-- TEXT EXCERPT --
════

The answer is: nothing. This method could either set the page title to a hard-coded string, or it could execute an enterprise targeting rule selected based on a query parameter and a configuration file loaded from disk. Sometimes, we'd like to be a bit more restrictive than that with our method signatures. Of course, one solution is not to use context objects to begin with - hindsight is always 20/20. For those of us who are stuck with context objects in Scala, the question becomes: can we improve the situation without needing an enormous refactoring?

Our own answer are slices. A slice is a trait defining a small part of complete context's functionality, for example:

trait HasMutPageTitle { def setPageTitle(title: String): Unit }

Slices, as you might have already guessed, have a naming convention - they all begin with Has and the ones allowing mutating the context begin with HasMutContext inherits from all slices and defines no methods of its own - in other words, the functionality available from Context is the sum of all slices. Using slices, methods can be more specific with their signatures - for instance, we could redefine customisePageTitle as follows:

def customisePageTitle(ctx: HasMutPageTitle): Unit

This makes the method signature clearer - we can now be certain that it will execute no targeting rules. Using Scala's type system, we can also express methods that need multiple slices, for example:

trait HasFilesystem { def readFile(filename: String): String // other methods } trait HasTargeting { def executeRule(rule: TargetingRule): Unit } def customisePageTitle(ctx: HasFilesystem with HasTargeting): Unit

It's now clear that customisePageTitle wants (or can) do something more involved than just set the page title directly. As we promised, this requires no modifications to previously existing code - it can remain unaware that there's some additional structure to Context.

════

(Items drawn from a data source)
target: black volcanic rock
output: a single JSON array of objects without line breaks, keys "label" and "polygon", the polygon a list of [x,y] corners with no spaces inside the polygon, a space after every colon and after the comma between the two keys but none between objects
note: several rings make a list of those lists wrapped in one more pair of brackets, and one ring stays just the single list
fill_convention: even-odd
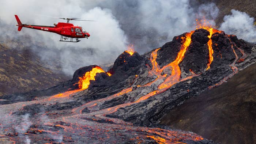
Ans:
[{"label": "black volcanic rock", "polygon": [[79,81],[79,77],[82,77],[86,72],[91,71],[93,68],[97,67],[99,66],[97,65],[91,65],[79,68],[74,73],[71,81],[73,82],[78,82]]},{"label": "black volcanic rock", "polygon": [[191,35],[191,42],[180,65],[183,72],[189,74],[189,69],[196,73],[204,71],[208,63],[207,42],[210,33],[204,29],[196,30]]},{"label": "black volcanic rock", "polygon": [[173,61],[177,57],[178,53],[182,45],[182,37],[186,37],[186,33],[174,37],[172,41],[168,42],[161,47],[157,53],[157,62],[160,67]]},{"label": "black volcanic rock", "polygon": [[[41,93],[38,91],[31,92],[18,95],[19,98],[16,99],[15,102],[24,101],[27,96],[30,98],[26,99],[28,101],[30,101],[32,97],[36,100],[34,102],[13,104],[17,106],[13,109],[10,109],[9,106],[0,106],[4,110],[2,111],[5,113],[4,113],[5,115],[2,115],[5,116],[13,113],[13,115],[19,117],[19,119],[22,120],[20,114],[27,112],[32,115],[31,121],[35,123],[41,115],[36,114],[33,107],[35,107],[36,111],[41,108],[46,108],[46,110],[49,111],[47,113],[49,114],[50,122],[47,123],[53,124],[50,124],[52,125],[50,126],[59,128],[57,125],[65,123],[68,123],[69,126],[70,128],[65,127],[67,130],[61,133],[65,136],[61,141],[65,143],[68,143],[72,139],[76,143],[91,141],[90,141],[92,143],[116,143],[117,141],[130,143],[138,142],[136,140],[139,139],[142,140],[140,141],[142,143],[149,143],[158,142],[162,140],[162,137],[167,140],[173,139],[173,136],[174,139],[168,141],[170,143],[177,140],[187,143],[212,143],[211,141],[197,136],[195,140],[190,140],[190,138],[195,138],[195,134],[176,130],[170,131],[169,128],[159,124],[160,120],[170,110],[181,105],[186,99],[221,84],[238,71],[255,62],[256,46],[253,47],[236,37],[230,37],[232,36],[224,32],[214,34],[211,38],[214,60],[211,68],[206,70],[209,58],[207,44],[209,32],[199,29],[192,35],[192,42],[187,50],[184,52],[185,56],[179,68],[178,65],[170,65],[163,67],[177,57],[187,34],[184,33],[175,37],[172,42],[163,46],[157,52],[157,64],[150,61],[155,58],[150,58],[152,53],[155,49],[142,56],[137,53],[131,56],[125,52],[117,58],[109,71],[112,76],[107,75],[105,73],[97,74],[95,77],[95,80],[90,81],[91,84],[87,89],[69,91],[65,94],[60,94],[53,98],[51,97],[54,99],[49,99],[46,96],[36,98],[34,95],[35,94],[46,92],[49,94],[50,92],[53,92],[52,91],[56,94],[58,90],[62,92],[68,88],[71,88],[69,90],[74,90],[73,84],[77,82],[78,77],[91,70],[94,67],[97,67],[96,65],[78,69],[72,80],[45,91],[41,91]],[[236,63],[237,60],[242,56],[242,53],[239,50],[239,48],[244,50],[247,56],[244,61]],[[246,49],[247,49],[245,50]],[[250,51],[251,52],[249,53],[248,52]],[[236,58],[235,52],[237,53],[238,58]],[[151,62],[153,64],[150,64]],[[231,65],[232,68],[231,68]],[[159,67],[164,68],[159,69]],[[181,79],[180,68],[181,72]],[[188,72],[189,69],[200,73],[192,75]],[[183,79],[185,77],[186,79]],[[9,102],[6,102],[8,101],[6,97],[3,96],[4,99],[0,100],[2,104]],[[14,97],[13,96],[12,98]],[[42,99],[36,100],[39,98]],[[25,105],[22,105],[23,103]],[[37,105],[38,103],[40,105]],[[36,105],[32,106],[33,104]],[[23,111],[21,108],[25,106],[22,105],[26,106]],[[75,109],[73,109],[75,107]],[[19,111],[21,113],[16,113]],[[8,120],[6,121],[8,122]],[[45,123],[41,122],[38,125]],[[109,125],[109,124],[114,124]],[[1,127],[5,127],[10,126],[4,125]],[[155,128],[156,127],[158,128]],[[52,131],[52,128],[47,129]],[[74,130],[78,133],[70,132]],[[166,130],[168,132],[165,134],[163,132]],[[133,134],[138,137],[135,139]],[[2,134],[2,133],[0,134]],[[172,137],[168,136],[169,134],[172,135]],[[67,136],[68,135],[68,137]],[[37,136],[30,136],[37,138]],[[105,139],[106,137],[107,139]],[[34,142],[35,139],[31,139]],[[44,142],[48,141],[40,140]]]},{"label": "black volcanic rock", "polygon": [[111,79],[123,80],[129,76],[138,74],[141,65],[143,62],[143,58],[137,52],[131,55],[124,52],[116,60],[113,67],[109,72],[112,74]]},{"label": "black volcanic rock", "polygon": [[141,64],[143,59],[136,52],[131,56],[124,51],[118,56],[114,63],[112,68],[114,73],[119,70],[126,72],[131,68],[135,68]]}]

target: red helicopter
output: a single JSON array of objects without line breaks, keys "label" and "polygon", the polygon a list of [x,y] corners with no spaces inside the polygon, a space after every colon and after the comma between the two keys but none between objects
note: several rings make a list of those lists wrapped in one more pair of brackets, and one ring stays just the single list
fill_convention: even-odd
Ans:
[{"label": "red helicopter", "polygon": [[[54,24],[54,26],[38,26],[36,25],[30,25],[22,24],[17,15],[15,15],[18,24],[18,31],[20,31],[22,27],[28,28],[35,29],[44,31],[49,31],[56,33],[61,35],[60,40],[62,42],[78,42],[81,41],[78,40],[79,38],[85,38],[87,39],[90,36],[90,34],[82,27],[78,26],[74,26],[72,23],[69,23],[69,20],[82,20],[94,21],[94,20],[88,20],[80,19],[77,18],[55,18],[63,19],[67,20],[67,23],[59,23],[57,24]],[[51,16],[52,17],[52,16]],[[65,37],[63,38],[63,37]],[[71,38],[70,41],[63,41],[68,39],[68,37]],[[73,38],[75,38],[76,41],[73,41]]]}]

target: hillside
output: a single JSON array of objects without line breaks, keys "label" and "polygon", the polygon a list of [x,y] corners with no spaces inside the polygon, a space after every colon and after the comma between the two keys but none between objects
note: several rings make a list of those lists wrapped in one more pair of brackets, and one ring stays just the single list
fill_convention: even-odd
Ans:
[{"label": "hillside", "polygon": [[221,144],[256,141],[256,64],[172,110],[161,124]]},{"label": "hillside", "polygon": [[256,2],[255,1],[196,0],[195,1],[192,0],[191,2],[193,3],[195,1],[199,4],[213,2],[216,4],[219,10],[219,15],[215,20],[217,25],[217,26],[219,26],[220,24],[223,22],[223,18],[225,16],[231,14],[231,11],[232,9],[246,12],[251,16],[254,18],[255,19],[256,19]]},{"label": "hillside", "polygon": [[60,68],[42,61],[29,48],[14,43],[13,48],[11,43],[0,43],[0,95],[45,89],[68,79]]}]

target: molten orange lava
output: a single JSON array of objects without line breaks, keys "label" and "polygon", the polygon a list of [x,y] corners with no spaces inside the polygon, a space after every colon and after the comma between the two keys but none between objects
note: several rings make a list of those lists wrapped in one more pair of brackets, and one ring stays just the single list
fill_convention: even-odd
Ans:
[{"label": "molten orange lava", "polygon": [[110,76],[112,75],[112,74],[110,73],[109,72],[107,72],[106,73],[107,75],[108,75],[108,76]]},{"label": "molten orange lava", "polygon": [[208,49],[209,49],[209,63],[207,64],[207,68],[206,68],[206,70],[207,70],[210,68],[210,65],[212,61],[213,61],[213,57],[212,56],[213,50],[212,46],[212,43],[211,38],[212,34],[217,32],[221,33],[221,31],[214,29],[212,26],[209,25],[209,22],[207,23],[206,22],[205,19],[204,20],[203,22],[203,20],[199,21],[197,19],[196,19],[196,27],[197,29],[203,29],[207,30],[210,33],[210,35],[208,35],[208,38],[209,38],[210,39],[207,43],[208,45]]},{"label": "molten orange lava", "polygon": [[147,137],[150,137],[154,140],[155,140],[156,142],[159,144],[163,144],[166,143],[166,140],[165,139],[162,138],[158,136],[147,136]]},{"label": "molten orange lava", "polygon": [[91,80],[95,80],[94,77],[96,73],[105,72],[101,68],[97,66],[93,68],[91,71],[86,72],[82,77],[79,77],[78,87],[81,89],[86,89],[88,88]]},{"label": "molten orange lava", "polygon": [[134,53],[134,48],[133,48],[133,45],[129,45],[128,48],[127,48],[127,50],[125,50],[125,52],[129,53],[130,55],[132,56]]}]

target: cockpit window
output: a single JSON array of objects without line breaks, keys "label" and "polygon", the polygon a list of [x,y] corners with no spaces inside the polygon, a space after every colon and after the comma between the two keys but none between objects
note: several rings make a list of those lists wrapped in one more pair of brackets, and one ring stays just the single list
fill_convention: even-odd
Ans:
[{"label": "cockpit window", "polygon": [[81,30],[79,29],[78,28],[75,28],[75,31],[76,32],[78,32],[78,33],[81,33]]},{"label": "cockpit window", "polygon": [[85,30],[83,29],[83,28],[82,27],[82,30],[83,31],[83,33],[87,33],[87,31],[86,31]]}]

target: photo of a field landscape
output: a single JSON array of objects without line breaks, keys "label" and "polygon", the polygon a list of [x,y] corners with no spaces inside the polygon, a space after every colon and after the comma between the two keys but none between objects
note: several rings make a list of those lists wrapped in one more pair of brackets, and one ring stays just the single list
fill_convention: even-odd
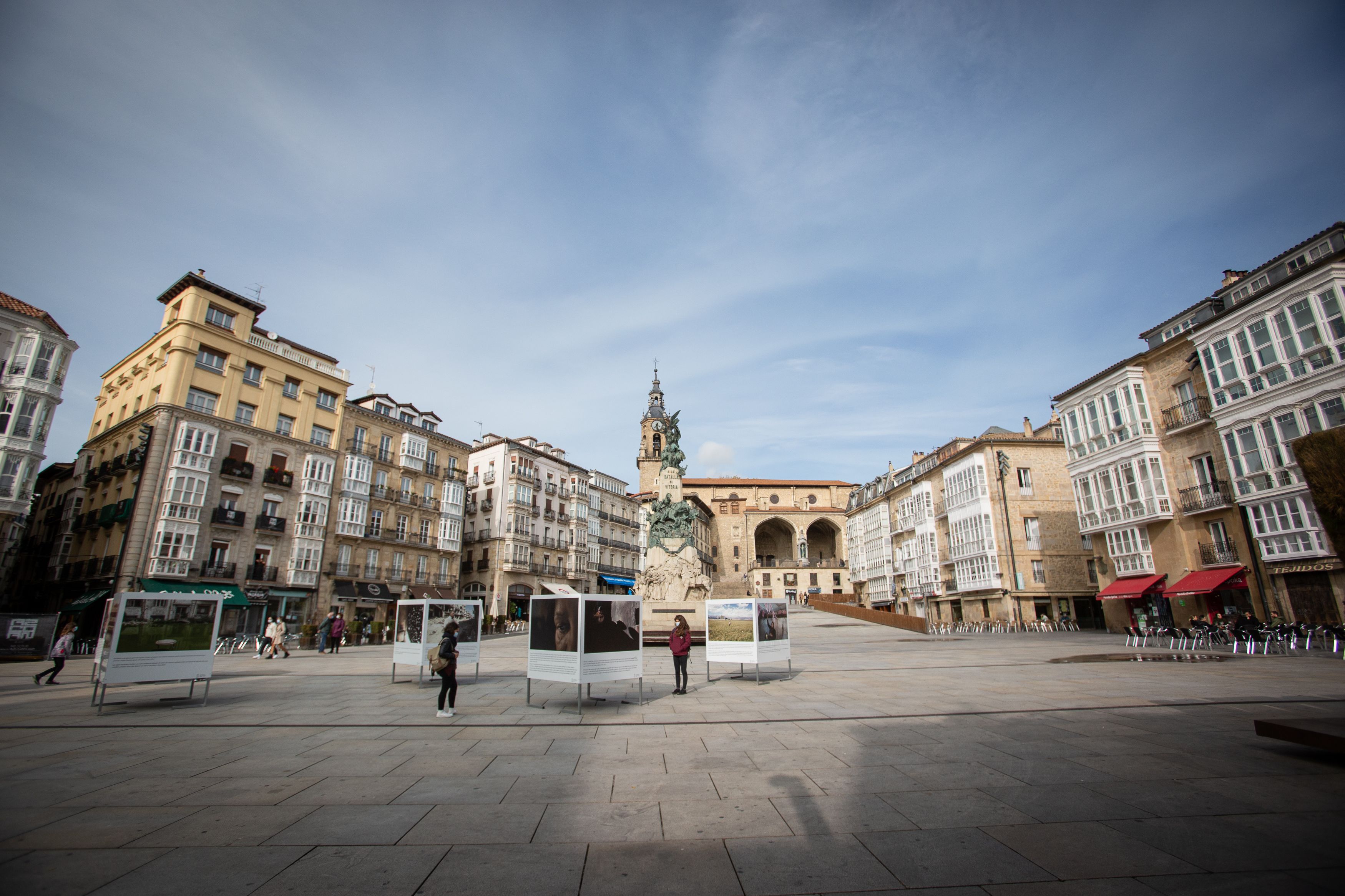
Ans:
[{"label": "photo of a field landscape", "polygon": [[752,639],[752,603],[725,602],[706,603],[705,617],[709,621],[710,641],[751,641]]},{"label": "photo of a field landscape", "polygon": [[128,598],[117,653],[210,650],[218,607],[214,600]]}]

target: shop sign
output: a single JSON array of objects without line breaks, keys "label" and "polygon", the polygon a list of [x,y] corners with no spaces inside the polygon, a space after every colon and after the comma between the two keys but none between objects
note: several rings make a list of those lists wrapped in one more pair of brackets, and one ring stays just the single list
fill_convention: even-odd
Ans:
[{"label": "shop sign", "polygon": [[1266,564],[1266,571],[1271,575],[1287,575],[1290,572],[1334,572],[1337,570],[1345,570],[1345,563],[1341,563],[1340,557],[1317,557],[1314,560]]}]

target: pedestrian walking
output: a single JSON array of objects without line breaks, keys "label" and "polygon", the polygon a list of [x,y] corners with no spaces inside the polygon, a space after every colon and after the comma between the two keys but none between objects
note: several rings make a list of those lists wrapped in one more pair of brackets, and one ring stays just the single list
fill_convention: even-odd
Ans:
[{"label": "pedestrian walking", "polygon": [[61,630],[61,637],[56,638],[56,642],[54,645],[51,645],[51,654],[47,657],[48,660],[51,660],[51,668],[44,669],[38,674],[32,676],[32,684],[40,685],[42,680],[46,676],[51,676],[50,678],[47,678],[48,685],[61,684],[59,681],[56,681],[56,674],[66,668],[66,657],[70,656],[70,652],[74,649],[74,645],[75,645],[75,623],[67,622],[66,627]]},{"label": "pedestrian walking", "polygon": [[[451,719],[453,704],[457,703],[457,623],[449,622],[444,626],[444,639],[438,642],[438,661],[443,665],[434,670],[440,677],[438,685],[438,712],[437,719]],[[448,697],[448,709],[444,709],[444,697]]]},{"label": "pedestrian walking", "polygon": [[332,619],[332,653],[340,653],[340,639],[346,634],[346,618],[342,614],[336,614]]},{"label": "pedestrian walking", "polygon": [[257,638],[257,654],[253,660],[270,660],[266,653],[270,650],[270,631],[276,626],[276,617],[266,617],[266,625],[261,629],[261,637]]},{"label": "pedestrian walking", "polygon": [[691,656],[691,626],[686,623],[686,617],[682,614],[672,617],[672,622],[675,625],[668,637],[668,649],[672,652],[672,693],[686,693],[686,661]]},{"label": "pedestrian walking", "polygon": [[268,660],[276,658],[277,650],[285,652],[285,658],[289,658],[289,647],[285,646],[285,635],[289,633],[289,626],[281,617],[276,617],[276,621],[270,625],[270,656]]},{"label": "pedestrian walking", "polygon": [[336,622],[336,614],[328,613],[323,623],[317,626],[317,653],[324,653],[327,650],[327,639],[332,634],[332,623]]}]

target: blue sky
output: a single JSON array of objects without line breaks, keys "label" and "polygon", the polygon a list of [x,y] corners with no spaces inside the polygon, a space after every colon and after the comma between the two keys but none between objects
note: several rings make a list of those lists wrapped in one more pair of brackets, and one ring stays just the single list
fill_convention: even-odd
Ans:
[{"label": "blue sky", "polygon": [[1041,422],[1345,218],[1334,3],[0,5],[0,290],[82,348],[187,270],[445,430],[862,481]]}]

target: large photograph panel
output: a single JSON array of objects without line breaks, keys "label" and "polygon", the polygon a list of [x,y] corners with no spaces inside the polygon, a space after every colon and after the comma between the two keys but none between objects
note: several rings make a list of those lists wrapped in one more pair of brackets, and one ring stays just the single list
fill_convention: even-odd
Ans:
[{"label": "large photograph panel", "polygon": [[790,639],[790,604],[787,600],[757,602],[757,641]]},{"label": "large photograph panel", "polygon": [[629,653],[639,649],[639,600],[584,600],[584,653]]},{"label": "large photograph panel", "polygon": [[397,604],[397,641],[395,643],[421,643],[424,626],[424,604],[398,603]]},{"label": "large photograph panel", "polygon": [[429,638],[438,643],[444,639],[444,626],[457,623],[457,643],[476,643],[480,635],[482,604],[479,603],[430,603]]},{"label": "large photograph panel", "polygon": [[706,602],[707,641],[752,641],[752,602]]},{"label": "large photograph panel", "polygon": [[117,653],[213,650],[218,600],[126,598]]},{"label": "large photograph panel", "polygon": [[530,604],[529,649],[578,653],[580,599],[533,598]]}]

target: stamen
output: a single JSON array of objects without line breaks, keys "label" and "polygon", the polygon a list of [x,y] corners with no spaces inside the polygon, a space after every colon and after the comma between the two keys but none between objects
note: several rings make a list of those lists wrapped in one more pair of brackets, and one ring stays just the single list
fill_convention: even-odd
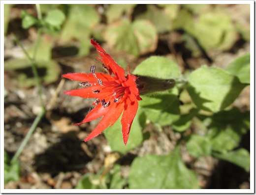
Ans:
[{"label": "stamen", "polygon": [[118,102],[118,101],[119,101],[119,98],[116,98],[114,100],[114,102],[116,103],[117,102]]},{"label": "stamen", "polygon": [[109,101],[108,102],[106,102],[104,99],[102,99],[101,101],[101,105],[104,108],[107,107],[110,104],[110,102]]},{"label": "stamen", "polygon": [[89,87],[89,86],[91,86],[93,85],[93,84],[90,84],[88,81],[86,81],[85,82],[80,83],[79,84],[79,85],[82,86],[82,87]]},{"label": "stamen", "polygon": [[97,98],[95,101],[94,101],[94,103],[96,106],[97,106],[98,104],[99,104],[99,99]]},{"label": "stamen", "polygon": [[102,65],[104,68],[104,69],[105,70],[105,71],[108,74],[109,74],[109,69],[107,67],[106,67],[104,64],[102,64]]},{"label": "stamen", "polygon": [[94,64],[93,64],[93,65],[92,66],[91,66],[91,69],[90,70],[91,73],[94,74],[95,72],[96,69],[96,66]]},{"label": "stamen", "polygon": [[101,79],[98,79],[98,83],[100,85],[102,85],[102,80]]},{"label": "stamen", "polygon": [[100,92],[100,91],[99,91],[99,90],[96,90],[96,91],[93,91],[93,93],[98,93]]}]

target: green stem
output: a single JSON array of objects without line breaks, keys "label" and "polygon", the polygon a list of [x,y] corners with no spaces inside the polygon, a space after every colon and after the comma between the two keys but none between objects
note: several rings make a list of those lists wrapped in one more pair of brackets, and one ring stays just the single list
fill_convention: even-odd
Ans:
[{"label": "green stem", "polygon": [[41,20],[42,13],[41,13],[41,9],[40,8],[40,4],[36,4],[35,8],[36,8],[36,12],[37,12],[37,17],[39,20]]},{"label": "green stem", "polygon": [[[41,10],[40,9],[40,4],[36,4],[36,10],[37,11],[37,15],[38,15],[38,18],[39,20],[42,19],[42,14],[41,13]],[[42,33],[42,29],[41,28],[38,29],[38,30],[37,31],[37,38],[36,39],[36,41],[35,41],[35,48],[34,50],[34,52],[33,54],[32,57],[32,58],[29,54],[28,53],[27,51],[25,49],[25,48],[23,47],[22,45],[20,42],[20,41],[19,39],[17,38],[17,37],[14,35],[14,38],[15,39],[15,41],[16,41],[17,44],[21,47],[21,49],[25,54],[26,56],[28,58],[28,59],[30,61],[30,62],[31,63],[31,65],[32,67],[32,70],[33,71],[33,74],[34,75],[35,79],[35,84],[36,85],[36,86],[37,87],[38,89],[38,93],[39,93],[39,96],[40,98],[40,101],[41,103],[41,111],[40,113],[37,115],[36,117],[34,120],[34,122],[33,122],[33,124],[32,124],[32,125],[31,126],[29,132],[26,136],[25,138],[24,138],[24,139],[22,141],[22,143],[21,143],[21,145],[19,147],[19,149],[16,152],[15,154],[13,156],[13,158],[12,158],[11,163],[13,163],[15,161],[17,161],[18,159],[18,158],[21,154],[21,152],[22,152],[22,151],[24,149],[24,147],[26,146],[27,144],[28,143],[28,141],[29,141],[30,138],[31,137],[31,136],[34,132],[35,128],[37,126],[37,125],[38,124],[38,123],[40,121],[42,117],[44,115],[44,113],[45,113],[45,109],[44,108],[44,105],[43,104],[43,99],[42,99],[42,86],[41,85],[40,82],[40,77],[38,75],[38,73],[37,72],[37,70],[36,70],[36,66],[35,63],[35,57],[36,55],[36,53],[37,52],[37,48],[39,46],[39,41],[40,41],[40,38],[41,37]]]},{"label": "green stem", "polygon": [[[40,35],[40,33],[39,34],[39,31],[38,30],[38,36]],[[38,73],[37,73],[37,70],[36,70],[36,67],[35,65],[35,63],[34,62],[34,58],[31,58],[31,57],[30,56],[29,54],[28,53],[27,51],[25,49],[24,47],[21,45],[20,41],[17,38],[17,36],[13,34],[13,35],[14,36],[14,38],[15,39],[16,42],[17,42],[17,44],[21,47],[21,49],[25,54],[26,56],[29,59],[29,60],[30,61],[30,62],[31,63],[31,65],[32,67],[32,71],[33,71],[33,74],[34,75],[35,79],[35,84],[36,85],[36,86],[37,87],[38,89],[38,93],[39,93],[39,96],[40,98],[40,101],[41,102],[41,107],[44,107],[43,99],[42,99],[42,87],[41,85],[41,84],[40,83],[40,77],[38,75]],[[37,47],[38,45],[38,42],[39,42],[39,38],[37,38],[36,39],[36,41],[35,43],[35,50],[37,50]],[[34,55],[34,56],[35,56],[35,55]]]},{"label": "green stem", "polygon": [[27,145],[27,143],[28,143],[28,141],[29,141],[29,139],[30,139],[30,137],[34,132],[34,131],[35,129],[40,120],[41,120],[41,118],[42,118],[43,116],[44,115],[45,112],[45,110],[44,108],[41,108],[41,111],[40,112],[39,114],[37,115],[36,118],[35,118],[35,119],[34,120],[34,122],[31,126],[29,131],[29,132],[24,138],[24,139],[23,139],[23,141],[22,141],[22,143],[21,143],[21,144],[19,147],[19,149],[18,149],[15,154],[12,158],[11,161],[11,163],[13,163],[17,160],[17,159],[21,154],[21,152],[23,150],[23,149],[24,148],[25,146],[26,146],[26,145]]}]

════

-- TASK TO CARRY OUT --
Take the text on Scala context slices further, starting right after its final sentence. The records have no role in any of this.

-- ANSWER BELOW --
There's one final benefit to slices: they allow working with composable actions. An action here is, essentially, something similar to HasFilesystem => TargetingRule - a function which needs a slice of the context and returns some result. What's interesting about such functions is that they can be chained. To illustrate, let's first define Action:

abstract class Action[S >: Context, B] { def run(slice: S): B def chain[S2 >: Context, C](f: B => Action[S2, C]): Action[S with S2, C] = { s => f(this.run(s)).run(s) } }

Let's additionally define a helper for creating actions:

def action[S >: Context, B](a: Action[S, B]) = a

This helper by itself seems strange, but it in fact takes advantage of Scala 2.12 SAM support to concisely define actions:

val a = action { ctx: HasFilesystem => ctx.readFile("config.cfg") } // a : Action[HasFilesystem, String]

Coming back to our previous example - let's say that we have an action Action[HasFilesystem => String] which loads a name of a targeting rule from some file. We also have a Map[String, TargetingRule] which can be used to retrieve the rule. We want to end up with an Action[HasFilesystem with HasTargeting, Unit] which will load the name, retrieve the rule and execute it. All we have to do is:

val ruleMap: Map[String, TargetingRule] = ??? val loadRuleName: Action[HasFilesystem, String] = ??? val loadAndExecuteRule = loadRuleName.chain { name => action { ctx: HasTargeting => ctx.executeRule(ruleMap(name)) } } // loadAndExecuteRule : Action[HasFilesystem with HasTargeting, Unit]

Notice that the final type we ended up with is the minimal part of Context necessary to run the resulting action - no more and no less. This might already seem familiar to monadic types like Future. In fact, if we named chain flatMap instead, we could use for comprehension to define loadAndExecuteRule:

val loadAndExecuteRule = for { name <- loadRuleName _ <- action { ctx: HasTargeting => ctx.executeRule(ruleMap(name)) } } yield ()

The benefit of Action is that we can re-use many patterns that we already know from Future - for example, it's possible to define a function that will turn List[Context => xml.Elem] into Context => List[xml.Elem]:

object Action { def sequence[S >: Context, A](list: List[S => A]): S => List[A] = { s => list.map(f => f(s)) } }

Conclusion

By completely splitting the Context between small slices with a singular focus, we've allowed defining methods which precisely specify what part of Context they require, with no refactoring of old code necessary. In addition, we've seen that the resulting structure works nicely when composing actions that can be run when Context is present, similar to Future. If you have similar problems to ours, then we very much encourage you to consider structuring your codebase similarly - you might find it as useful as we did.